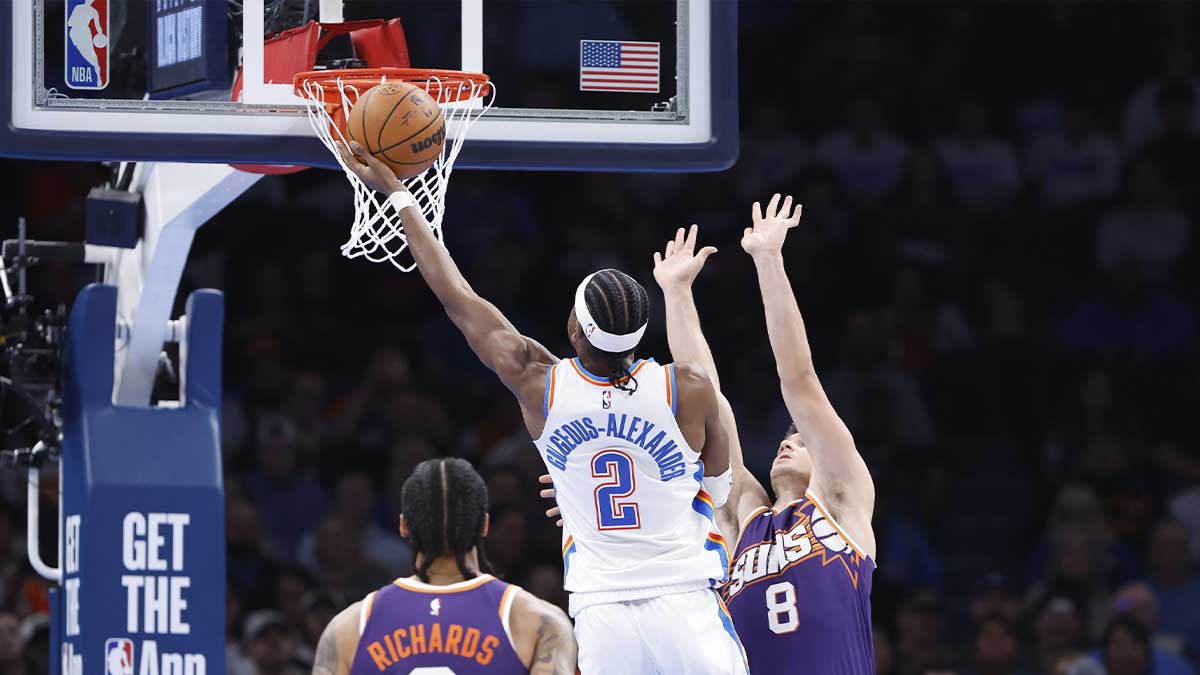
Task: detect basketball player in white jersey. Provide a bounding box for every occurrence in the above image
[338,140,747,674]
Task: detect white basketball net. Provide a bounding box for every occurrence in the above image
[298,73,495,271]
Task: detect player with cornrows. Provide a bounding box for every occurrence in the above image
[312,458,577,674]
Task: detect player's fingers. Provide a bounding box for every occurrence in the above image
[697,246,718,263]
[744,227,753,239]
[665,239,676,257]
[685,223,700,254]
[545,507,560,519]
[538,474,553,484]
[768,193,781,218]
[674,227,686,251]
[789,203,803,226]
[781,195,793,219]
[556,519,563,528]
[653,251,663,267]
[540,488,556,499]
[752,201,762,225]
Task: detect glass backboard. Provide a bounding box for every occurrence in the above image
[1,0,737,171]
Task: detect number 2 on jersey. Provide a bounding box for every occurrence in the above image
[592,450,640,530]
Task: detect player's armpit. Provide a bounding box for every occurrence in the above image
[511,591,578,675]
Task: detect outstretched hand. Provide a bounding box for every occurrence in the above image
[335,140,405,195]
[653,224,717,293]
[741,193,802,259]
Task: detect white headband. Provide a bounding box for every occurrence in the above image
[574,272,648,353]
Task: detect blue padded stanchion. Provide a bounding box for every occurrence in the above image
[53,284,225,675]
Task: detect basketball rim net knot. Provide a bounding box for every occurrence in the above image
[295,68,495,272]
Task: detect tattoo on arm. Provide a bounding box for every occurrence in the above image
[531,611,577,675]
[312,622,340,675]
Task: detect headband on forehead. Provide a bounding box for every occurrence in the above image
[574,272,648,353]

-------------------------

=== WHAT IS REQUIRED ===
The response should consist of the entries above, given again exactly and free of pictures.

=== REPLY ===
Task: detect basketball player in white jersey. Provide a bounding box for every occurrence in the above image
[338,140,747,674]
Task: detect white basketball net. Provide a bounding box for every occurrence in the above image
[298,73,495,271]
Task: detect player with cornrows. Provide a bounding box for every occurrence in the above image
[312,458,577,674]
Task: detect player's fingers. Provide a bounding box for every occurrence in the above image
[697,246,718,263]
[744,227,753,239]
[665,239,676,257]
[685,223,700,254]
[545,507,560,519]
[538,474,553,484]
[768,193,781,218]
[674,227,686,251]
[789,203,803,226]
[781,195,793,219]
[556,519,563,528]
[653,251,663,267]
[540,488,556,499]
[752,201,762,225]
Task: detect glass backboard. Provide a bounding box for every occurrence in the above image
[1,0,737,171]
Task: detect number 2 on jersey. Provide a bounding box for every occurrence in the above image
[592,450,640,530]
Task: detect player's armpit. Provide a bounding box for every occurrence in the above image
[511,591,578,675]
Task: detect outstretched hand. Provide a bounding box for every occurrence in the above image
[335,140,405,195]
[653,224,717,293]
[741,193,802,259]
Task: detect white headband. Provide a bounding box for every occurrence in the above image
[574,272,648,353]
Task: detect blue padded stanchion. Provide a bounding box for every occurrence in the above image
[53,284,225,675]
Task: detect basketball rim net knot. Provide a bounding box for every occurrence in the above image
[295,68,495,272]
Task: detect tattoo on arm. Provide a bounding box for every occurrence in the above image
[531,611,577,675]
[312,622,340,675]
Task: detect headband on forehead. Provide a bounding box for every occurrence in the above image
[574,272,648,353]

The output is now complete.